• **PASSAGE**
==*==

Misunderstood, Maligned, and Divine

King George V polychrome mantel clock, Welland, Ontario, Canada, 1935. Wood, glass, 38 × 24 × 9 inches. Courtesy of Clifford A. Wallach Gallery. Photograph by Blair Clark.
BY LAURA ADDISON

SOME PEOPLE CONSIDER tramp art one of the homeliest dust-gatherers that the human mind and hand have concocted,” Michael Cornish noted in a 1993 essay titled “Tramp Art: A Personal Appreciation.” Even the name sets a low bar, implying that these carved objects, made primarily from discarded cigar boxes and food crates, were made by hobos or tramps, poor itinerants who rode the rails in search of a day’s work, a square meal, and a warm place to sleep.

However, for the most part, tramp art was not an itinerant art form—it was made by family men with settled home lives. Signed tramp art pieces and anecdotal evidence demonstrate that it was a working class pursuit characterized by pragmatism and thrift. And yet the name has stuck, and misconceptions persist.

Tramp art’s heyday spanned the 1870s through the 1930s in the United States and parts of Europe. In the United States, it was fueled by the Internal Revenue Act of 1864, which required that cigars be distributed in wooden boxes that would be stamped with the cigar factory and district numbers and the name of the state, in order to verify that taxes on the cigars had been paid. Because tax stamps could not be reused, boxes were not recycled, providing an ample supply of raw tramp art material. Artisans dismantled the cigar boxes, notched the edges of the thin pieces of wood (typically cedar or mahogany) with a penknife, then layered the pieces of wood in incrementally smaller sizes. They primarily made boxes and frames, as well as a wide range of other objects for the home, from wall pockets, clock cases, lamps, and various pieces of furniture to more esoteric examples such as toys and banks, satchels, a thermometer casing, and a toothpick dispenser.

==*==

• **DATA LISTING**
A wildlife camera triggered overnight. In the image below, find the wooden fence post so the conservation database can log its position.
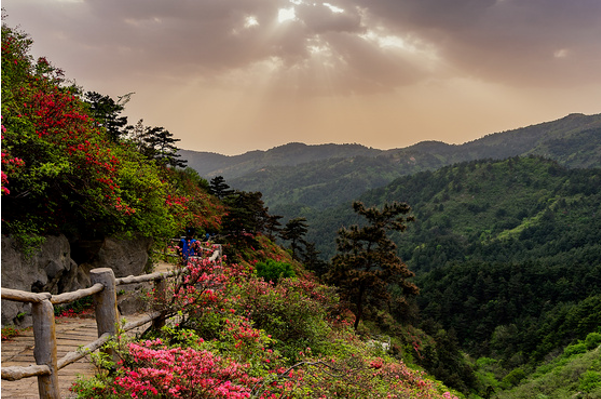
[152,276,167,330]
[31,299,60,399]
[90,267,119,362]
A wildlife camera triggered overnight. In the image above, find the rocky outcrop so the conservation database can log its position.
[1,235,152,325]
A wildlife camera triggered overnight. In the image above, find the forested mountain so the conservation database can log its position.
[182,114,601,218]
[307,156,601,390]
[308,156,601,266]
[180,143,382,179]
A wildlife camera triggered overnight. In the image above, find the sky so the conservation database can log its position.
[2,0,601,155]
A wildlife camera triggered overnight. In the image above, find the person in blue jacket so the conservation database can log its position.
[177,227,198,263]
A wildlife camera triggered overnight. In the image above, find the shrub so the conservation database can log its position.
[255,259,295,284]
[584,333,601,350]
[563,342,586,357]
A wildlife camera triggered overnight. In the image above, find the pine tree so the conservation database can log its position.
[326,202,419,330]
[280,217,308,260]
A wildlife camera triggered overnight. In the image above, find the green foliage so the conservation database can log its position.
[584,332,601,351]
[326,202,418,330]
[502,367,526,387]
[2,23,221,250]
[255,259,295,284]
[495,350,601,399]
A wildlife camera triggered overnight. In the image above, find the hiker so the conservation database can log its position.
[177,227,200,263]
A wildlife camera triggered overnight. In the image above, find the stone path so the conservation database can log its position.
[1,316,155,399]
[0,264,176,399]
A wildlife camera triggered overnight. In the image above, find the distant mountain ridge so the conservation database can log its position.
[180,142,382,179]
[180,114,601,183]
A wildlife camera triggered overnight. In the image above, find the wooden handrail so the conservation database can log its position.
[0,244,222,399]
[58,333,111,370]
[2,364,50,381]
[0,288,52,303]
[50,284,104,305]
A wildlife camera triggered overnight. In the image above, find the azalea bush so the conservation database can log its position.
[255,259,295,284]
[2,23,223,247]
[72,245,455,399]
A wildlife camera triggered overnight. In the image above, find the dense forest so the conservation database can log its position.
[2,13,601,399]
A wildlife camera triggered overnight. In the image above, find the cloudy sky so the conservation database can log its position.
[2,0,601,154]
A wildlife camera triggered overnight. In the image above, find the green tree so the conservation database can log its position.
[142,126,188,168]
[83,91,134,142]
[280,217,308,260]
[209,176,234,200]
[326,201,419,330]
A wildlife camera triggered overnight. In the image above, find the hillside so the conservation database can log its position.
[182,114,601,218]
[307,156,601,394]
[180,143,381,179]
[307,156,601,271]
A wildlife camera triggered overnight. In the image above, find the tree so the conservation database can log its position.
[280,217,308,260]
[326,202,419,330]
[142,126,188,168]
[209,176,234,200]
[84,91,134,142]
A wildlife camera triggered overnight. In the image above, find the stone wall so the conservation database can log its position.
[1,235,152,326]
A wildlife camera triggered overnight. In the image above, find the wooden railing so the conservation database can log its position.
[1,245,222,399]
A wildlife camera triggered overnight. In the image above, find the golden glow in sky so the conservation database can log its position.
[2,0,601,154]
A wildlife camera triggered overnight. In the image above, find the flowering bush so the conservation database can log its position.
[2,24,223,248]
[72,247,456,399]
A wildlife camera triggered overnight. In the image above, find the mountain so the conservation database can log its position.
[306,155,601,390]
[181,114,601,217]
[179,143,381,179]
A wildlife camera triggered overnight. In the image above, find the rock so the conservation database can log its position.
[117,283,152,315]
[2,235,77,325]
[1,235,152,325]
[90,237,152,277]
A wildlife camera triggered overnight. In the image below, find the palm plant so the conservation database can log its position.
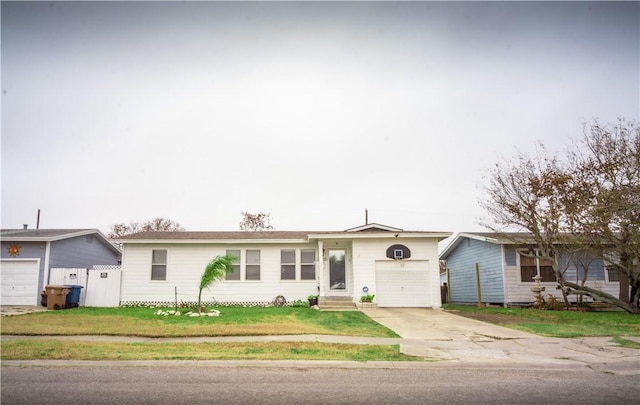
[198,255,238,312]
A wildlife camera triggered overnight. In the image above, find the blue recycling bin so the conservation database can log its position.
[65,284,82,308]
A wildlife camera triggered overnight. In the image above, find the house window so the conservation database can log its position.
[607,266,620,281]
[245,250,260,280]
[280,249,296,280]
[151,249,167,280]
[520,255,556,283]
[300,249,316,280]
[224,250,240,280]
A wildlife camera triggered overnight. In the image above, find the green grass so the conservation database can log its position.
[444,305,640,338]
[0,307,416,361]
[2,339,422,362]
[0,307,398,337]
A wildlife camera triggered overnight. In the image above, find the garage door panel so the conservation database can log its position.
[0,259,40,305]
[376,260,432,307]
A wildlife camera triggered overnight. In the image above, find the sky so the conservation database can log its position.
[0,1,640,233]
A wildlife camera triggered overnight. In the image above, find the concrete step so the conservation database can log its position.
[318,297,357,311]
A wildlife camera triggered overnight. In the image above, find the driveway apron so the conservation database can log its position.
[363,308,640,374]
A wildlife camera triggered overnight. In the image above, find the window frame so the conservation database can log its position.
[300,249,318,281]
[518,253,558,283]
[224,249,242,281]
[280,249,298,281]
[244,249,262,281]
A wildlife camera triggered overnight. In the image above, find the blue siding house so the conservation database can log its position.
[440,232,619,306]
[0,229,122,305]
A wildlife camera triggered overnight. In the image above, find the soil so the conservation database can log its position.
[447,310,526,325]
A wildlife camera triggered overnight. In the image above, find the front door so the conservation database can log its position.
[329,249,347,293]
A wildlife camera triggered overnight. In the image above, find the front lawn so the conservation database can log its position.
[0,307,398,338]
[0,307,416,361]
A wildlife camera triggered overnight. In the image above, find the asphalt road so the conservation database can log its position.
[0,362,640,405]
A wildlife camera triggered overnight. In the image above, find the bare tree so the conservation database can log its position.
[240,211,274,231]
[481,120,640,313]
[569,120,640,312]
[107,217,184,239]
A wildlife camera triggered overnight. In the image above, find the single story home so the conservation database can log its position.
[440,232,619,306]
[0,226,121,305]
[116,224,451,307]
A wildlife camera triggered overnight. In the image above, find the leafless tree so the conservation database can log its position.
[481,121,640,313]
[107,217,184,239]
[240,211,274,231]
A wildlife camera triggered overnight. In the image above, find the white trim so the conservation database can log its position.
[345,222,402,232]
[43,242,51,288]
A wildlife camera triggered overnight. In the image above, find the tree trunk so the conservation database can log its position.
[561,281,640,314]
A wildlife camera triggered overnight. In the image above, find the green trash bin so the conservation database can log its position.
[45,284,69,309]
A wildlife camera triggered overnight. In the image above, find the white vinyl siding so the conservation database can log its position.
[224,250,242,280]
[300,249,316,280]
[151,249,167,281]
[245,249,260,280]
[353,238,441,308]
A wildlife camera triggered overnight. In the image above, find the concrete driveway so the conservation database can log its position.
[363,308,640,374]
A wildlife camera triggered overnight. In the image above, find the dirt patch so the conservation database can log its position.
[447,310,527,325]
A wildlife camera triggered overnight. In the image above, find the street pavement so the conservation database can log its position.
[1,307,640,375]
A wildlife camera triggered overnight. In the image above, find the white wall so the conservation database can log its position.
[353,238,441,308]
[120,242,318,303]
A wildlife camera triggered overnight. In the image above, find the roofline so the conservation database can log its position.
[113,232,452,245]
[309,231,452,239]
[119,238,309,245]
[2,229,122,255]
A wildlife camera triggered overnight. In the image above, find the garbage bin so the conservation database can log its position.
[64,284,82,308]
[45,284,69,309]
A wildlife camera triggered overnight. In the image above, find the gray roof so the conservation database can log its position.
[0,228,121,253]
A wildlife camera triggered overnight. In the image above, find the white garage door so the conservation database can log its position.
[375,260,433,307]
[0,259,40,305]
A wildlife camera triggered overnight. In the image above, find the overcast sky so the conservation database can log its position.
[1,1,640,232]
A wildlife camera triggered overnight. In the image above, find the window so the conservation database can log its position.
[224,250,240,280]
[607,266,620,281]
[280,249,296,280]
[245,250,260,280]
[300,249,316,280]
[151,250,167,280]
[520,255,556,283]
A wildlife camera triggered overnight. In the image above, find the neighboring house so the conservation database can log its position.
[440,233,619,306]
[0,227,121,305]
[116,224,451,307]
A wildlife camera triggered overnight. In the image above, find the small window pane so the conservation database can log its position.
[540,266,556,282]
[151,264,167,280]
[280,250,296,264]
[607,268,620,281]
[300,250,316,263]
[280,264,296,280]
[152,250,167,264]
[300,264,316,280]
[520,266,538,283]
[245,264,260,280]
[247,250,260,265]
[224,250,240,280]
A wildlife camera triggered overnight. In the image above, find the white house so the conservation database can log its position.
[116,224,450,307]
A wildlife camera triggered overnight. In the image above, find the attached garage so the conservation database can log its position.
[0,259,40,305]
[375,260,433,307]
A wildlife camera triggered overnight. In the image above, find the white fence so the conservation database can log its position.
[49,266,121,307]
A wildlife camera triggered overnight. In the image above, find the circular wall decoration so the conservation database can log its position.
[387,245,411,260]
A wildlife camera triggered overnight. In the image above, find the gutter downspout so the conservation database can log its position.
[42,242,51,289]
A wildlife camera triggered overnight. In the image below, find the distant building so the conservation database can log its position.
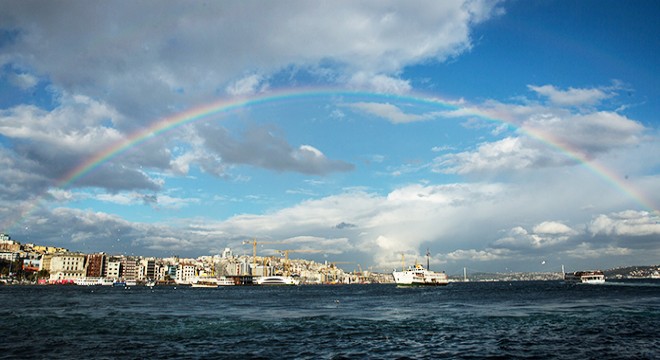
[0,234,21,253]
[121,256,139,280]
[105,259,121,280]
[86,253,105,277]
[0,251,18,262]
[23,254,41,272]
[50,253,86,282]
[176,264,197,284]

==*==

• **PROMPT A**
Convert the entries, starting at the first line and ending at the line containing "[90,267,119,362]" (both included), into a Markdown table with the columns Row and Line. Omit blank lines and the picture.
• **PROMPT B**
Continue the passage on tramp art from its last sentence.

• **RESPONSE A**
| Row | Line |
|---|---|
| 1 | A wildlife camera triggered overnight. In the image below, find the wooden fence post so the conservation database can log its position. |
| 2 | [152,276,167,330] |
| 3 | [31,299,60,399] |
| 4 | [90,267,119,362] |

• **RESPONSE B**
No Idle Hands: The Myths & Meanings of Tramp Art, an exhibition on view at the Museum of International Folk Art from March 12, 2017, through September 16, 2018, centers on the ingenuity and creativity of artists who made remarkable objects with the simplest of tools (a knife), the most basic of raw materials (discarded wood), and the most fundamental of techniques (V-notch carving). This first full-scale museum exhibition of tramp art since 1975 showcases more than 150 examples of this art form. The exhibition focuses on historic examples from the decades around the turn of the twentieth century, but it also includes contemporary works by five makers who bring their own innovations to tramp art. Primarily from the United States, a selection of objects from Canada, France, Germany, Mexico, Brazil, and elsewhere illustrate the vast reach of this woodworking practice.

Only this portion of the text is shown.